(Image region outline data)
▼
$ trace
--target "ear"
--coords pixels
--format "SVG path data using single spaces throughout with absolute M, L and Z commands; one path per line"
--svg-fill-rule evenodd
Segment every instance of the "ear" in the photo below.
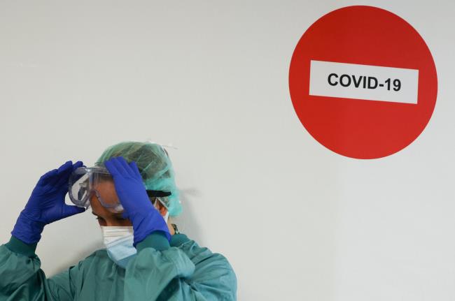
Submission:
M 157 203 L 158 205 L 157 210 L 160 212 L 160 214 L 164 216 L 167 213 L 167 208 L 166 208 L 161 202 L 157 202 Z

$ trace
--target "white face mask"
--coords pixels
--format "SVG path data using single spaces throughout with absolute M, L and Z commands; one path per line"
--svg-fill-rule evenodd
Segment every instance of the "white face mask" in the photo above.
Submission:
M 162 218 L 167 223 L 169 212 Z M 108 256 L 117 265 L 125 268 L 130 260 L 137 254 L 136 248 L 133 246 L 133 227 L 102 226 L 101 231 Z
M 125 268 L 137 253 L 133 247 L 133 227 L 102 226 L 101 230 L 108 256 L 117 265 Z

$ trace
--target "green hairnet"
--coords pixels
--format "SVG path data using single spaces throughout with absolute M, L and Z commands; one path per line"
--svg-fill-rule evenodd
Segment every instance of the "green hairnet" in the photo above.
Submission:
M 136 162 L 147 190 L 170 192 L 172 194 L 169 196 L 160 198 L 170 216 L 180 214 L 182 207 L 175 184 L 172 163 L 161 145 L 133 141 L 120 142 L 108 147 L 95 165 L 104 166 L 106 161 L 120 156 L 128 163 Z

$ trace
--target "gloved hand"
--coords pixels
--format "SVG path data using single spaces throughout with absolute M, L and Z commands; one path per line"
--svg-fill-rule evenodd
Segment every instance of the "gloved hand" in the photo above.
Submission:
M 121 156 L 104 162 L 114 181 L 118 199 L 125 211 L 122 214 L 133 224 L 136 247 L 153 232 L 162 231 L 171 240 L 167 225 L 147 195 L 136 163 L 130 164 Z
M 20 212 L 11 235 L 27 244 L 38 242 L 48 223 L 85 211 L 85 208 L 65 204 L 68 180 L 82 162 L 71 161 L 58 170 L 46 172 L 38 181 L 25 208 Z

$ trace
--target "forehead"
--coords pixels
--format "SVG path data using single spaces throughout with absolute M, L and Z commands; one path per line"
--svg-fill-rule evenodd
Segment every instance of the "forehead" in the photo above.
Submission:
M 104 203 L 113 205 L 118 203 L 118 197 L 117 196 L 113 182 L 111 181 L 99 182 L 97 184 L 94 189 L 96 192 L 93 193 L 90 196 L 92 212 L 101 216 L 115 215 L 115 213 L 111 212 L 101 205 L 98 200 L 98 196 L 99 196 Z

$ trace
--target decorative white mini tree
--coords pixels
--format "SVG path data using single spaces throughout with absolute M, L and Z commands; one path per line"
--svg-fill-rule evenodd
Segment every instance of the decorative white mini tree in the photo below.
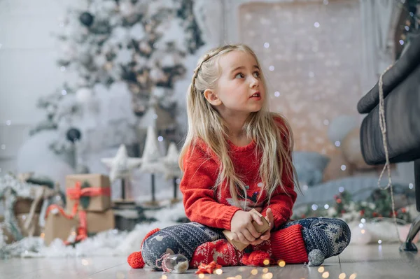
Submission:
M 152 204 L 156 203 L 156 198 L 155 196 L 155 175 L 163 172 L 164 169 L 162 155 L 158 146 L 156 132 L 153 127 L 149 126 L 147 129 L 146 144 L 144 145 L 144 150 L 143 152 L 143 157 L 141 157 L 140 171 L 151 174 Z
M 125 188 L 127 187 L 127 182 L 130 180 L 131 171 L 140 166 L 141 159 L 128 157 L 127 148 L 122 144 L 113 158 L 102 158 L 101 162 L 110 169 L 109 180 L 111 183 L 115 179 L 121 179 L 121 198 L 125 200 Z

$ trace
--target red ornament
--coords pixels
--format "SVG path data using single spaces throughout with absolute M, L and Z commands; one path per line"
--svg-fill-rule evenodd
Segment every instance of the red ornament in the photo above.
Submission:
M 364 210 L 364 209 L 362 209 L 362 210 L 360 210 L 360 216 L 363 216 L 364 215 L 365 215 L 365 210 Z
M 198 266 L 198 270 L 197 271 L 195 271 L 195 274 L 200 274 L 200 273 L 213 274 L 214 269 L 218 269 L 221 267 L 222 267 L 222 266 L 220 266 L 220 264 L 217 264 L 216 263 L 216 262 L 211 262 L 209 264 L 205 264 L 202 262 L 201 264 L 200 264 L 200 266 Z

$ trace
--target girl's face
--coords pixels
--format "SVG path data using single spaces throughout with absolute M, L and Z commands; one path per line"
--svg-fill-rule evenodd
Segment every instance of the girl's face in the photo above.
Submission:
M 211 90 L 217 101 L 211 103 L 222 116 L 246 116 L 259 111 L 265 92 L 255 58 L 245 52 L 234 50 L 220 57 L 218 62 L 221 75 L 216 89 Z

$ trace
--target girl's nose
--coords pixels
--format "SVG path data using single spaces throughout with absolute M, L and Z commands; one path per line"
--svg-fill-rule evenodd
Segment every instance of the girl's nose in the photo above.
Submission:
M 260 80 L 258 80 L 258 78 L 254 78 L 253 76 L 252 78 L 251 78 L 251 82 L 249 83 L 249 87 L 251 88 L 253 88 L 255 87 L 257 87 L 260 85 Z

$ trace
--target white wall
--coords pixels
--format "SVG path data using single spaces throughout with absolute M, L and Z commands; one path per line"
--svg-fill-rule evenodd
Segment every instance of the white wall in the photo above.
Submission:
▲
What you need to do » Turn all of the data above into a JSON list of strings, one string per line, with blank lines dropped. Leave the pictures out.

Exercise output »
[
  "$ trace",
  "--target \"ear\"",
  "--coords pixels",
  "--format \"SVG path data using single spaces throughout with absolute M, L and Z commands; one path per line\"",
  "--svg-fill-rule evenodd",
  "Segment every instance of the \"ear\" in the photo below.",
  "Submission:",
  "M 157 203 L 158 205 L 157 210 L 160 212 L 160 214 L 164 216 L 167 213 L 167 208 L 166 208 L 161 202 L 157 202 Z",
  "$ trace",
  "--target \"white face mask\"",
  "--coords pixels",
  "--format \"SVG path data using single spaces throughout with absolute M, L and Z commands; one path per line\"",
  "--svg-fill-rule evenodd",
  "Segment every instance of the \"white face mask\" in the photo above.",
  "Submission:",
  "M 162 218 L 167 223 L 169 212 Z M 108 256 L 117 265 L 125 268 L 130 260 L 137 254 L 136 248 L 133 246 L 133 227 L 102 226 L 101 231 Z",
  "M 125 268 L 137 253 L 133 247 L 133 227 L 102 226 L 101 230 L 108 256 L 117 265 Z",
  "$ trace",
  "--target \"green hairnet\"",
  "--coords pixels",
  "--format \"SVG path data using single spaces throughout with absolute M, L and Z commands; one path per line\"",
  "--svg-fill-rule evenodd",
  "Segment every instance of the \"green hairnet\" in the photo above.",
  "Submission:",
  "M 136 162 L 147 190 L 170 192 L 172 194 L 169 196 L 160 198 L 170 216 L 180 214 L 182 207 L 175 184 L 172 163 L 161 145 L 133 141 L 120 142 L 108 147 L 95 165 L 104 166 L 106 161 L 120 156 L 128 163 Z",
  "$ trace",
  "--target \"gloved hand\"",
  "--coords pixels",
  "--format \"SVG path data using single spaces throughout with absolute M, L and Z commands; one path per line\"",
  "--svg-fill-rule evenodd",
  "Segment every instance of the \"gloved hand\" in the photo above.",
  "Submission:",
  "M 121 156 L 104 162 L 114 181 L 118 199 L 125 211 L 122 214 L 133 224 L 136 247 L 153 232 L 162 231 L 171 240 L 167 225 L 147 195 L 136 163 L 130 164 Z",
  "M 20 212 L 11 235 L 27 244 L 38 242 L 48 223 L 85 211 L 85 208 L 65 204 L 68 180 L 82 162 L 71 161 L 58 170 L 46 172 L 38 181 L 25 208 Z",
  "$ trace",
  "--target \"forehead\"",
  "--coords pixels",
  "--format \"SVG path data using single spaces throughout with absolute M, L and Z commands; one path per line\"",
  "--svg-fill-rule evenodd",
  "Segment every instance of the \"forehead\" in the photo above.",
  "Submission:",
  "M 104 203 L 113 205 L 118 203 L 118 197 L 117 196 L 113 182 L 111 181 L 99 182 L 97 184 L 94 189 L 96 192 L 93 193 L 90 196 L 92 212 L 101 216 L 115 215 L 115 213 L 111 212 L 101 205 L 98 200 L 98 196 L 99 196 Z",
  "$ trace",
  "--target decorative white mini tree",
  "--coords pixels",
  "--format \"SVG path data using single spaces throughout with absolute M, L and Z commands; one path per line\"",
  "--svg-fill-rule evenodd",
  "Segment every instance of the decorative white mini tree in the photo below.",
  "Submission:",
  "M 152 204 L 156 203 L 156 198 L 155 196 L 155 175 L 163 172 L 164 169 L 162 155 L 158 146 L 156 132 L 153 127 L 149 126 L 147 129 L 146 144 L 144 145 L 144 150 L 143 152 L 143 157 L 141 157 L 140 171 L 151 174 Z",
  "M 125 188 L 127 187 L 127 182 L 130 180 L 131 171 L 140 166 L 141 159 L 128 157 L 127 148 L 122 144 L 113 158 L 102 158 L 101 162 L 110 169 L 109 180 L 111 183 L 115 179 L 121 179 L 121 198 L 125 200 Z",
  "$ trace",
  "--target red ornament",
  "--coords pixels",
  "--format \"SVG path data using single spaces throughout with absolute M, L and Z commands; one path per line\"",
  "--svg-fill-rule evenodd",
  "Segment every instance of the red ornament in the photo above.",
  "Submission:",
  "M 364 210 L 364 209 L 362 209 L 362 210 L 360 210 L 360 216 L 363 216 L 364 215 L 365 215 L 365 210 Z",
  "M 198 266 L 198 270 L 197 271 L 195 271 L 195 274 L 200 274 L 200 273 L 213 274 L 214 269 L 218 269 L 221 267 L 222 267 L 222 266 L 220 266 L 220 264 L 217 264 L 216 263 L 216 262 L 211 262 L 209 264 L 205 264 L 202 262 L 201 264 L 200 264 L 200 266 Z",
  "$ trace",
  "--target girl's face",
  "--coords pixels",
  "--format \"SVG path data using single spaces throughout with absolute M, L and Z commands; one path per line\"",
  "--svg-fill-rule evenodd",
  "Segment every instance of the girl's face in the photo above.",
  "Submission:",
  "M 211 90 L 217 101 L 211 103 L 222 116 L 246 116 L 259 111 L 265 92 L 255 58 L 245 52 L 234 50 L 220 57 L 218 62 L 221 75 L 216 89 Z",
  "$ trace",
  "--target girl's nose",
  "--coords pixels",
  "--format \"SVG path data using single spaces throughout with absolute M, L and Z commands; one path per line\"",
  "--svg-fill-rule evenodd",
  "Segment every instance of the girl's nose in the photo above.",
  "Submission:",
  "M 260 80 L 258 80 L 258 78 L 254 78 L 253 76 L 252 78 L 251 78 L 251 82 L 249 83 L 249 87 L 251 88 L 253 88 L 255 87 L 257 87 L 260 85 Z",
  "$ trace",
  "--target white wall",
  "--coords pixels",
  "--format \"SVG path data using single spaces throughout with absolute M, L and Z commands; one path per line\"",
  "--svg-fill-rule evenodd",
  "Segment every instance of the white wall in the photo above.",
  "Submission:"
]